*Work order*
Could you please return each line of the data that has the word "below"?

[Stored records]

....................

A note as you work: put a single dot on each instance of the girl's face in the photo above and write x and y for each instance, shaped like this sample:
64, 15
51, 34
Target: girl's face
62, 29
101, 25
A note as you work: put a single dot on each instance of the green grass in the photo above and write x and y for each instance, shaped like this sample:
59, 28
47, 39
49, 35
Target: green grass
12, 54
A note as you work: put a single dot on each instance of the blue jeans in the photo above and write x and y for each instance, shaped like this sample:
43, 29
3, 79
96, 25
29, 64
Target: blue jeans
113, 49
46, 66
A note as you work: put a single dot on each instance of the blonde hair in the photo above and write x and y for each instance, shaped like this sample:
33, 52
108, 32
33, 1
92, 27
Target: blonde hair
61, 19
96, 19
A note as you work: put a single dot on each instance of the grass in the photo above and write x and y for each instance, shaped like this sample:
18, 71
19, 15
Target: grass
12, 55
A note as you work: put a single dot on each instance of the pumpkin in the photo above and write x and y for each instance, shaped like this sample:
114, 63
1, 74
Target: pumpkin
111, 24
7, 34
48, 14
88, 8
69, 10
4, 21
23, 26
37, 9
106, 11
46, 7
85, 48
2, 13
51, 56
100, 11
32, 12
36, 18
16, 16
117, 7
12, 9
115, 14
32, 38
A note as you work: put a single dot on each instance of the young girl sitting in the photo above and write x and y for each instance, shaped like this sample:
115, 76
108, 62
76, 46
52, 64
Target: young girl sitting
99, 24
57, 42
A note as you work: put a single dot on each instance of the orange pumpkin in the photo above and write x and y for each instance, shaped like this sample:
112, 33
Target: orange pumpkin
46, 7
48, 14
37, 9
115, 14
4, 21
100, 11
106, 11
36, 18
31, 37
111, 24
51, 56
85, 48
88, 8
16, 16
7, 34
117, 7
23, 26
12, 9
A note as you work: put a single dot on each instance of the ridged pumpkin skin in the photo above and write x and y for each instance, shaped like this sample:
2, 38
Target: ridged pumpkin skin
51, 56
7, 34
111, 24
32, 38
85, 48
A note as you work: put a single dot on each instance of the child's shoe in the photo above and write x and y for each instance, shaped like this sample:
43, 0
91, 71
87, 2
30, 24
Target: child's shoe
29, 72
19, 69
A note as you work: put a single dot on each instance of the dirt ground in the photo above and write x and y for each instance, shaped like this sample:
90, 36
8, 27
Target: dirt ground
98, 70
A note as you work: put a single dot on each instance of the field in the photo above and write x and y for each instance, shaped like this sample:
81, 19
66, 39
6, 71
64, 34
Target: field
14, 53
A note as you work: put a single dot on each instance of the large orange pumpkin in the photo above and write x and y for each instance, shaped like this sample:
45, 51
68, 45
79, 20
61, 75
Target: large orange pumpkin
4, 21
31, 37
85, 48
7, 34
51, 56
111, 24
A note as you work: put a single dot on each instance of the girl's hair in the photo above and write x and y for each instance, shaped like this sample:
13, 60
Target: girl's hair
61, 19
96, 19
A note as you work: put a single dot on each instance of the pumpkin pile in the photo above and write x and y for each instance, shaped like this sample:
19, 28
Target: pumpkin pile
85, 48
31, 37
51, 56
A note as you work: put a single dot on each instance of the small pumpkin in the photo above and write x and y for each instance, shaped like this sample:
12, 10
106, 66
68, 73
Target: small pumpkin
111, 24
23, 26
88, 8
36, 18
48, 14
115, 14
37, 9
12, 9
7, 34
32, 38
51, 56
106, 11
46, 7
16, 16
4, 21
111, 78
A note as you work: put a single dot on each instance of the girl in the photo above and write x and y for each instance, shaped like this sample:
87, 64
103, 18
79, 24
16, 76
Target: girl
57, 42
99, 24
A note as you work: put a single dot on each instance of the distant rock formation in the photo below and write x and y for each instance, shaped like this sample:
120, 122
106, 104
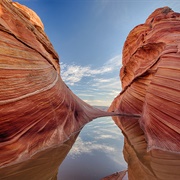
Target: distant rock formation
151, 88
38, 112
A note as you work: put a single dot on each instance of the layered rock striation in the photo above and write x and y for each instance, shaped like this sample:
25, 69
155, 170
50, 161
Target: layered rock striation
37, 110
150, 87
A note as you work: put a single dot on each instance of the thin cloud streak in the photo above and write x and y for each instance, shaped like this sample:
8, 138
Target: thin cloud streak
72, 74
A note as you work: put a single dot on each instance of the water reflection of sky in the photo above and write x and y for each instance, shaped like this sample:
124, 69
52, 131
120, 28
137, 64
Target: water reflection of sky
96, 153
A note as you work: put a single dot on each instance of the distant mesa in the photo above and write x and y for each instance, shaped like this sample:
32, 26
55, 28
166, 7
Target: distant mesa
40, 117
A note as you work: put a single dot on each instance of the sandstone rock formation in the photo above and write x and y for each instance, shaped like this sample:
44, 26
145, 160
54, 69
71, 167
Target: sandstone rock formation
151, 84
38, 112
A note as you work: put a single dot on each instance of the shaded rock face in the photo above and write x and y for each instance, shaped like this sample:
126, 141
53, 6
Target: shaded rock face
37, 110
151, 83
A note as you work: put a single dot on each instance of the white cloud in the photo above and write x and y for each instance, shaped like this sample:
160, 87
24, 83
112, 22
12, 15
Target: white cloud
72, 74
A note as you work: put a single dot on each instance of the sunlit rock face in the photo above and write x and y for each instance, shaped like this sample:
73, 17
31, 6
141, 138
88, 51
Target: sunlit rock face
151, 84
38, 112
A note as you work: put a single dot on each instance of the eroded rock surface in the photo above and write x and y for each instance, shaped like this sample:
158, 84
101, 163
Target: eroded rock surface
37, 110
151, 84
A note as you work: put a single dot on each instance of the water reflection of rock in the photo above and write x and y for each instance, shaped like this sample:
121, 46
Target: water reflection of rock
42, 166
143, 164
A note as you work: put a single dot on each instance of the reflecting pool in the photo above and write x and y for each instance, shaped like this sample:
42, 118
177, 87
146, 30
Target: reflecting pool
96, 153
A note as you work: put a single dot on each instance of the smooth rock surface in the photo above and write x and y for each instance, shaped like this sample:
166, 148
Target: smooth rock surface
151, 84
37, 110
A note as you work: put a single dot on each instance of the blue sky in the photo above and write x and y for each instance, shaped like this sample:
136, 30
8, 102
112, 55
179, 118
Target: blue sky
89, 35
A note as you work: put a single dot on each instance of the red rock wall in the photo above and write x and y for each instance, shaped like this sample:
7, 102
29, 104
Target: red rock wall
151, 84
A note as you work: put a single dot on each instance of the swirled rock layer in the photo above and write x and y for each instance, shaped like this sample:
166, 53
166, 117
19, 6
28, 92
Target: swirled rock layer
37, 110
151, 84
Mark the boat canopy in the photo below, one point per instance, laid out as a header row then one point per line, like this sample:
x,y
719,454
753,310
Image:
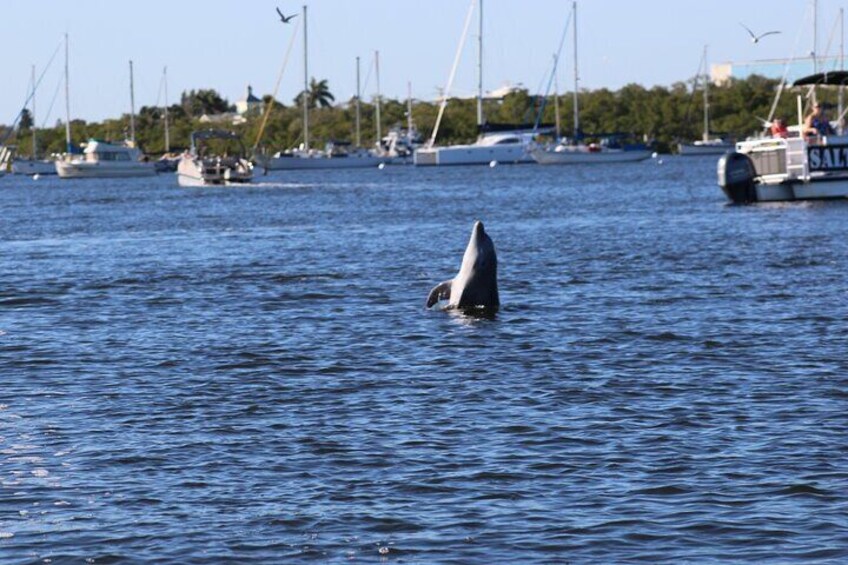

....................

*Solution to this task*
A note as you work: put a single dot on each instance of the distant rock formation in the photo below and write x and y for each instance, shaped like this sample:
Mark the boat canopy in the photo below, one point per instance, laid out as a header row then one point per line, like this sample:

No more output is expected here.